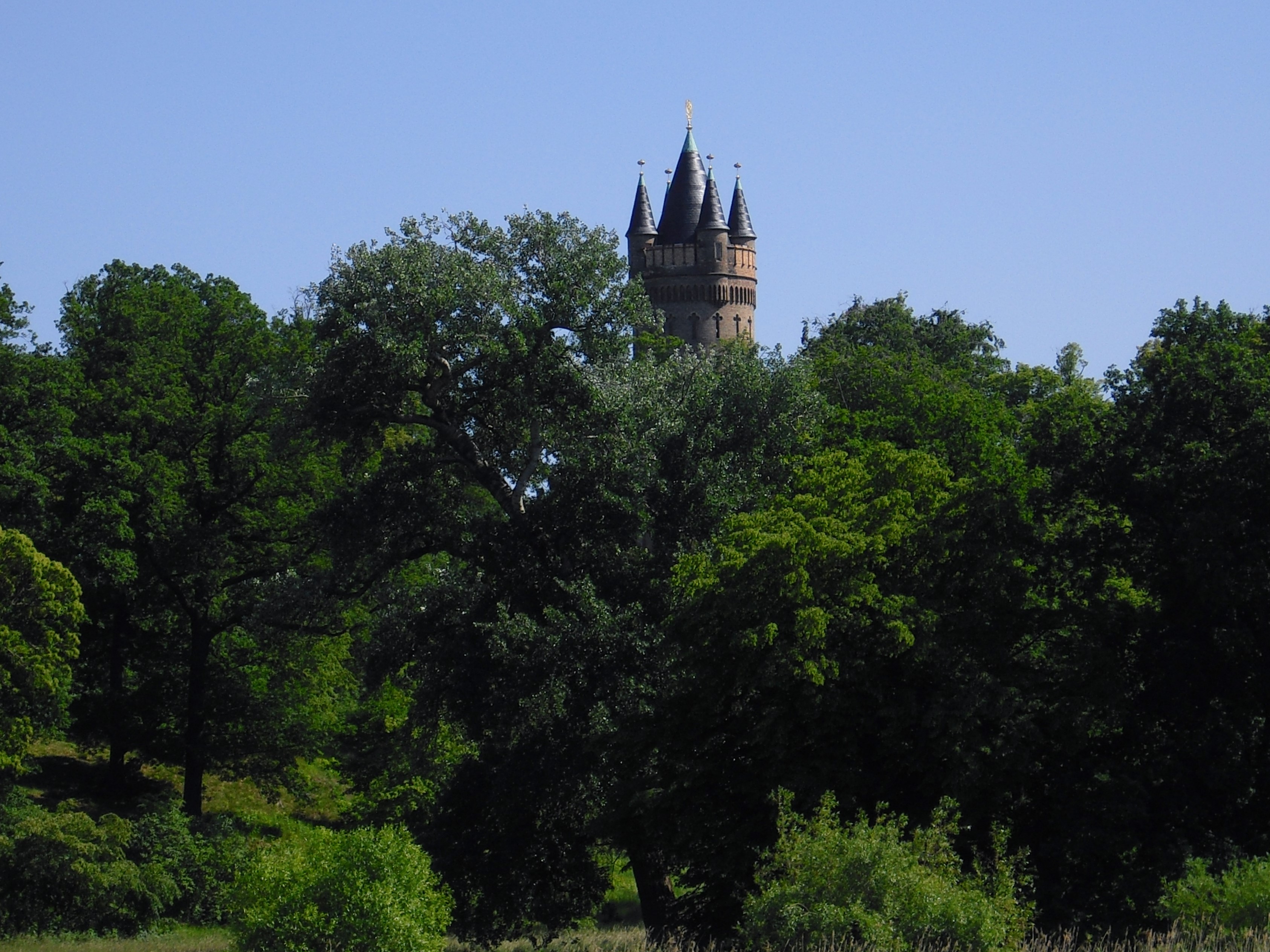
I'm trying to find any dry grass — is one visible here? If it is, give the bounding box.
[0,928,234,952]
[447,925,1270,952]
[7,925,1270,952]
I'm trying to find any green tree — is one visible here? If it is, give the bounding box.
[1096,300,1270,918]
[649,300,1143,935]
[60,261,336,814]
[0,528,84,772]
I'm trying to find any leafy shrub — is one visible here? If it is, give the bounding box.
[127,800,248,925]
[1160,857,1270,929]
[0,790,246,934]
[742,791,1031,952]
[232,826,453,952]
[0,808,178,934]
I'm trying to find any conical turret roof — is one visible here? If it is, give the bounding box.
[697,169,728,231]
[728,175,758,238]
[626,173,657,237]
[657,126,706,245]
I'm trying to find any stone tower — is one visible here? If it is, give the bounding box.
[626,118,758,347]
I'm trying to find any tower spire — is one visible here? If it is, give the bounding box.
[697,164,728,231]
[626,159,657,237]
[657,100,706,245]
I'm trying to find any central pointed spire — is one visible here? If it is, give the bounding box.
[657,107,706,245]
[626,159,657,237]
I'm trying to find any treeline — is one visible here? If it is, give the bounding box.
[0,213,1270,941]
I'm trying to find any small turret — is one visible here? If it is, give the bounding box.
[626,159,657,277]
[728,162,758,245]
[697,164,728,272]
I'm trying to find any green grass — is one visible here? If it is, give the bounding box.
[0,925,234,952]
[17,925,1270,952]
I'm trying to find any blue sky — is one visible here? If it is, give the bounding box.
[0,0,1270,372]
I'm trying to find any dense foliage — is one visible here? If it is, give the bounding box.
[0,226,1270,947]
[232,826,452,952]
[1160,857,1270,932]
[744,793,1031,952]
[0,793,245,935]
[0,527,84,772]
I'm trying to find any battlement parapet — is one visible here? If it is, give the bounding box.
[640,243,757,274]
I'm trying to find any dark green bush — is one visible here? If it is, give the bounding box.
[1160,857,1270,931]
[127,800,248,925]
[232,826,453,952]
[0,795,245,934]
[0,810,179,934]
[742,792,1031,952]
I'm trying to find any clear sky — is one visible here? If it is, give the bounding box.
[0,0,1270,372]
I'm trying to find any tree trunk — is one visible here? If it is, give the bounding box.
[182,625,212,816]
[105,608,128,792]
[630,848,674,942]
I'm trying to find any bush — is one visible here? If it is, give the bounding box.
[0,807,178,934]
[1160,857,1270,931]
[742,791,1031,952]
[232,826,453,952]
[127,800,248,925]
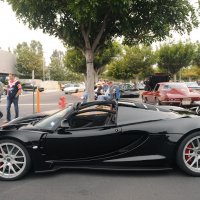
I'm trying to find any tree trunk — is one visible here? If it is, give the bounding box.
[94,70,98,83]
[85,49,94,101]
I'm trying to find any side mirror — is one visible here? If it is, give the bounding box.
[61,119,70,128]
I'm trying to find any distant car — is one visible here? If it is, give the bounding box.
[137,83,145,90]
[64,83,85,94]
[119,83,140,98]
[22,83,44,92]
[141,82,200,107]
[185,82,200,93]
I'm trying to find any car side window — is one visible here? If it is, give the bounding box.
[68,111,112,129]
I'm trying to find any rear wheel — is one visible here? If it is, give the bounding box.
[176,132,200,176]
[0,140,31,181]
[155,98,161,106]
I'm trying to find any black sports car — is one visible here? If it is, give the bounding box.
[0,101,200,180]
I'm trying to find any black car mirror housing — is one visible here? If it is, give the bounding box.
[61,119,70,128]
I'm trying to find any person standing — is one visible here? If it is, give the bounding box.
[7,74,22,121]
[0,81,4,102]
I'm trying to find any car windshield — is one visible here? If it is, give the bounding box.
[120,84,135,90]
[34,106,73,130]
[185,82,199,87]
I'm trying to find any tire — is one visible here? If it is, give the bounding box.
[0,140,31,181]
[155,98,161,106]
[176,132,200,176]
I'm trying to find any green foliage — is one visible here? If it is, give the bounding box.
[49,50,84,82]
[107,46,156,80]
[14,40,43,79]
[7,0,198,100]
[158,42,194,75]
[7,0,198,49]
[63,48,86,74]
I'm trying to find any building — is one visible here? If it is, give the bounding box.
[0,49,16,82]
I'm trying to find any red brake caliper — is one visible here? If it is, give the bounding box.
[185,144,192,162]
[0,150,3,167]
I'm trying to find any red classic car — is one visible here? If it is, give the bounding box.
[141,82,200,107]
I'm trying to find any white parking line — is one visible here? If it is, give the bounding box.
[0,103,58,106]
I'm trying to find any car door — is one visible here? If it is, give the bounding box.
[44,111,121,160]
[117,105,152,149]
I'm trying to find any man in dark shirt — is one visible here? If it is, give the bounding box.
[7,74,22,121]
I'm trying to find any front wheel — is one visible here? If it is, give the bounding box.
[176,132,200,176]
[0,140,31,181]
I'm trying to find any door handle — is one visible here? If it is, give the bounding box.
[115,128,119,133]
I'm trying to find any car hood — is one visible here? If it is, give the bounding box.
[166,89,200,98]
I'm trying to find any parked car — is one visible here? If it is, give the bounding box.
[22,83,44,92]
[144,73,170,91]
[64,83,85,94]
[185,82,200,92]
[141,82,200,107]
[119,83,140,98]
[0,101,200,180]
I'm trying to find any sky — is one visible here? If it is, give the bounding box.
[0,1,65,63]
[0,0,200,64]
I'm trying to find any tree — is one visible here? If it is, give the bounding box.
[14,40,43,79]
[193,42,200,67]
[7,0,198,100]
[158,41,194,81]
[108,45,156,80]
[48,50,66,81]
[64,41,122,82]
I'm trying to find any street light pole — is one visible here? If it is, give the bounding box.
[42,57,45,81]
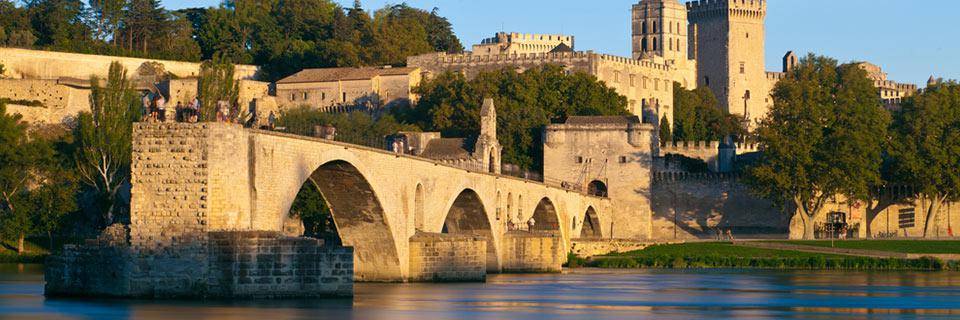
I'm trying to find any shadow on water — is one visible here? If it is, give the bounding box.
[0,265,960,320]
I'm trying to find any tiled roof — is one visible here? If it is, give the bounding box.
[277,68,416,84]
[565,116,640,124]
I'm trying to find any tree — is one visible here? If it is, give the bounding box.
[75,62,142,225]
[747,55,890,239]
[199,57,240,122]
[891,82,960,237]
[395,65,629,170]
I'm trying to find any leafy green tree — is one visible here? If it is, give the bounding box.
[395,65,629,170]
[75,62,142,225]
[199,57,240,122]
[891,82,960,237]
[748,55,890,239]
[26,0,90,49]
[290,180,339,239]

☆ ☆ ☆ ☆ ☆ ☆ ☆

▸ What to produce: Can you reproduce all of the records above word for word, with the pictures left out?

▸ Result of the exercise:
I'm trying to find any dry grass — is one visible here? If it is, give the bounding box.
[0,928,234,952]
[447,925,1270,952]
[7,925,1270,952]
I'm trying to find any green tree — is one visible here? If it is, give the bounding box.
[1096,300,1270,918]
[649,300,1143,935]
[60,261,336,814]
[0,528,84,772]
I'm trying to find any leafy shrub — is one visible here? If it is, give the bounding box.
[127,800,248,925]
[1160,857,1270,929]
[0,790,246,934]
[742,791,1031,952]
[232,826,453,952]
[0,808,178,934]
I'm trying to find any conical turret roof — is one visible here? If it is, give the bounding box.
[697,169,728,231]
[728,175,758,238]
[626,173,657,237]
[657,126,706,245]
I'm trying to find any stone tower — is one visible here? If it is, give the bounding box.
[626,118,758,347]
I'm trying to find any tower spire — is one visible here? If it is, give the bounding box.
[697,164,728,231]
[626,159,657,237]
[657,100,706,245]
I'm trying to find any central pointed spire — is one visible here? If it is, give the bounding box.
[657,107,706,245]
[626,159,657,237]
I'm trying to find any treeline — is one visible here? If it is, give the bounding box.
[0,213,1270,941]
I'm trying to find any small turret — is one visible here? If it is, give the bounding box.
[626,159,657,277]
[728,162,758,245]
[697,164,728,272]
I'm trying to find any green grass — is one visible here? If it is, give the bounding box.
[0,925,234,952]
[17,925,1270,952]
I'm trying to find any blue sky — is one visible here? If it is, give the bounding box.
[0,0,1270,372]
I'm trying to find any dense foliage — is one visible here? If it is, give the bounding box.
[0,226,1270,947]
[232,826,452,952]
[1160,857,1270,932]
[744,793,1031,952]
[0,793,245,935]
[0,527,84,772]
I'm trying to find any battlement parapet — is one visible here? If it is, give the bounding box.
[640,243,757,274]
I'm trying to find any dark green bush — is one visible here? If it is, give the bounding box.
[1160,857,1270,931]
[127,800,248,925]
[232,826,453,952]
[0,795,245,934]
[0,810,179,934]
[742,792,1031,952]
I'm trying to find any clear sky — is one visible here? If it is, give the bounding box.
[0,0,1270,372]
I'm trying to find any tree trunk — is one visible here? If it is, give the bounding box.
[182,625,212,816]
[105,608,128,792]
[630,848,674,942]
I'm trying to find any bush — is one visible here? If it is, give the bounding box.
[0,807,178,934]
[1160,857,1270,931]
[742,791,1031,952]
[232,826,453,952]
[127,800,248,925]
I'm trying to find any tree trunk — is one visible here? If it is, give the bounding box.
[94,70,98,83]
[85,49,94,101]
I'm trying to find any side mirror — is one visible here? If it is, give the bounding box.
[61,119,70,128]
I'm trying to find any distant car — is one visible here? If it is, give the bounding box.
[137,83,145,90]
[64,83,85,94]
[119,83,140,98]
[22,83,44,92]
[141,82,200,107]
[185,82,200,93]
I'm trying to find any car side window — is one visible here? If it is, give the bounding box.
[68,111,112,129]
I'm trying to find any rear wheel — is one visible here? If it is, give the bounding box.
[176,132,200,176]
[0,140,31,181]
[155,98,161,106]
I'm trying to find any black sports car — is one visible here? If it is, give the bounding box.
[0,101,200,180]
I'm trying to find any black car mirror housing — is one visible here? If it is, give the bounding box.
[61,119,70,128]
I'm trying to find any person standing — is one visible here? If it is, give the bounding box.
[7,74,22,121]
[0,81,4,102]
I'm trying to find any car windshield — is one visible here? If it is, give the bounding box.
[120,84,135,90]
[34,106,73,130]
[185,82,199,87]
I'm trying to find any tire — is one visible here? If it is, give the bounding box.
[0,140,31,181]
[155,98,161,106]
[176,132,200,176]
I'm trying to find any green foliage — is one visible here? If it is, give the bounding box.
[49,50,84,82]
[107,46,156,80]
[14,40,43,79]
[7,0,198,100]
[158,42,194,75]
[7,0,198,49]
[63,48,86,74]
I'm trying to find any building — is one visible here? If it is, give the bounding box.
[0,49,16,82]
I'm trying to find any red brake caliper — is one visible here? If it is, give the bounding box.
[185,144,192,162]
[0,150,3,167]
I'm trying to find any red classic car — is one visible here? If it is, give the bounding box.
[141,82,200,107]
I'm trying to find any white parking line — is one visible here? If it is, give the bounding box.
[0,103,58,106]
I'm trying to find any car door — is one visible here? If it is, give the bounding box.
[44,111,121,160]
[117,105,152,149]
I'm trying to find any man in dark shirt — is one visible here? If it is, give the bounding box.
[7,74,22,121]
I'm trying to find any front wheel — is one visible here? If it is, give the bounding box.
[176,132,200,176]
[0,140,31,181]
I'm trying to find any door handle — is one visible here? If it is, give the bounding box.
[115,128,119,133]
I'm trying to find any car hood — is one visible here? If it is, give the bounding box.
[166,89,200,98]
I'm trying to find any parked car — is one visible here? If it is, give the bounding box.
[22,83,44,92]
[144,73,170,91]
[64,83,85,94]
[185,82,200,92]
[141,82,200,107]
[119,83,140,98]
[0,101,200,180]
I'm trying to find any sky — is one visible here? If it is, give the bounding box.
[0,1,65,63]
[0,0,200,64]
I'm trying to find any tree — is one visible here? If it is, give the bounding box.
[14,40,43,79]
[193,42,200,67]
[7,0,198,100]
[158,41,194,81]
[108,45,156,80]
[48,50,66,81]
[64,41,122,82]
I'm trying to find any street light pole — is one visible here? If it is, give the bounding box.
[42,57,45,81]
I'm trying to find any shadow on water — is one visible here? If it is, give the bounding box.
[0,265,960,320]
I'm trying to find any tiled roof — is one visible here? If it is, give the bounding box.
[277,68,416,84]
[565,116,640,124]
I'm trying to find any tree — is one visible here? If it is, give the bounding box.
[75,62,142,225]
[747,55,890,239]
[199,57,240,122]
[891,82,960,237]
[395,65,629,170]
I'm trying to find any leafy green tree — is one visible here? If it is, give the bounding box.
[395,65,629,170]
[75,62,142,225]
[199,57,240,122]
[891,82,960,237]
[748,55,890,239]
[26,0,90,49]
[290,180,339,239]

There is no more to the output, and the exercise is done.